Copy exactly the lines from the one containing "Target: person in blue jacket" through the last line of the records, both included, and nothing more.

[Collection entries]
*** Block opens ***

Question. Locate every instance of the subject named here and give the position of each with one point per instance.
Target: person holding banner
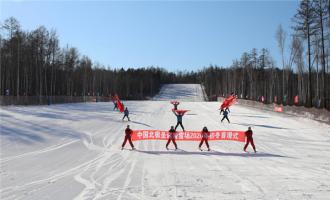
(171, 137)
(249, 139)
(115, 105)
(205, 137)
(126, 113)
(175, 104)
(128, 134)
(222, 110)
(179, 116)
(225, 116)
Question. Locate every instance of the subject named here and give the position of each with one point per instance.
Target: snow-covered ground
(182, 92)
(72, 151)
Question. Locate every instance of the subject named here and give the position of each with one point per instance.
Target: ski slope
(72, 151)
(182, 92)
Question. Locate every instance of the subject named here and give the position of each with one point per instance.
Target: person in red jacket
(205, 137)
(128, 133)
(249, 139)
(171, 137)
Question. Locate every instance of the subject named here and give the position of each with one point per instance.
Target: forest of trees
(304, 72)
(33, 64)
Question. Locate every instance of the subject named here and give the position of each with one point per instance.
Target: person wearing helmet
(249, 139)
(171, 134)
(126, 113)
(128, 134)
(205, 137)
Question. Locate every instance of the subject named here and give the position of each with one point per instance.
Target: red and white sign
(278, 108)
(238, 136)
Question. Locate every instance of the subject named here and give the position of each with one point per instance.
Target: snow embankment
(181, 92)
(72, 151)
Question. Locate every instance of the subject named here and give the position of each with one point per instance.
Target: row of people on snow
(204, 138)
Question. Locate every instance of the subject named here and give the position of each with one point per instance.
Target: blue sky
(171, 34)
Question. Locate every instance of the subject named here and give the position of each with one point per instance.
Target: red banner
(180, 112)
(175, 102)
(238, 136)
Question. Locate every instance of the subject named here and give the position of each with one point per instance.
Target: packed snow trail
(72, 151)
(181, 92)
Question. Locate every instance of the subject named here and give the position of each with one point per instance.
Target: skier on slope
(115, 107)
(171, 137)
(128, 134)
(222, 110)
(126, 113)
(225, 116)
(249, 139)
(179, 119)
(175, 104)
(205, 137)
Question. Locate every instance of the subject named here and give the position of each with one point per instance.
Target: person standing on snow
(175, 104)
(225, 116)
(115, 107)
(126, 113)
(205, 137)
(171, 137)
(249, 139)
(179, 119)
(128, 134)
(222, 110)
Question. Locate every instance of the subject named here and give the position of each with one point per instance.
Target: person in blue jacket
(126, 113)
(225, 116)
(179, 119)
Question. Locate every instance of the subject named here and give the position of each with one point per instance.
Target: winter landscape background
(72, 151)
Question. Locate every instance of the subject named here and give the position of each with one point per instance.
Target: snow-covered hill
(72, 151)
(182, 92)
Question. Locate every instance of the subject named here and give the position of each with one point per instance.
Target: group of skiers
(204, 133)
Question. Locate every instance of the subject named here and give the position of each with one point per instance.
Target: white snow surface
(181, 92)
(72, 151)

*** Block closes ***

_Output below:_
Target: person in blue jacket
(126, 113)
(225, 116)
(179, 119)
Question. Locate every instance of the subject named here and give the position of each with one point per instance.
Target: winter landscape background
(72, 151)
Question. Locate every instance of the subject named here and give the position of each with one point per instance.
Target: snow-covered hill
(72, 151)
(182, 92)
Question. Locate every instance of the subject named here and give the position of each with one point per instance.
Target: group of skiers
(204, 133)
Question. Locate every instance of the subject named here and give the position of each with one point per instance.
Target: white snow surface
(181, 92)
(72, 151)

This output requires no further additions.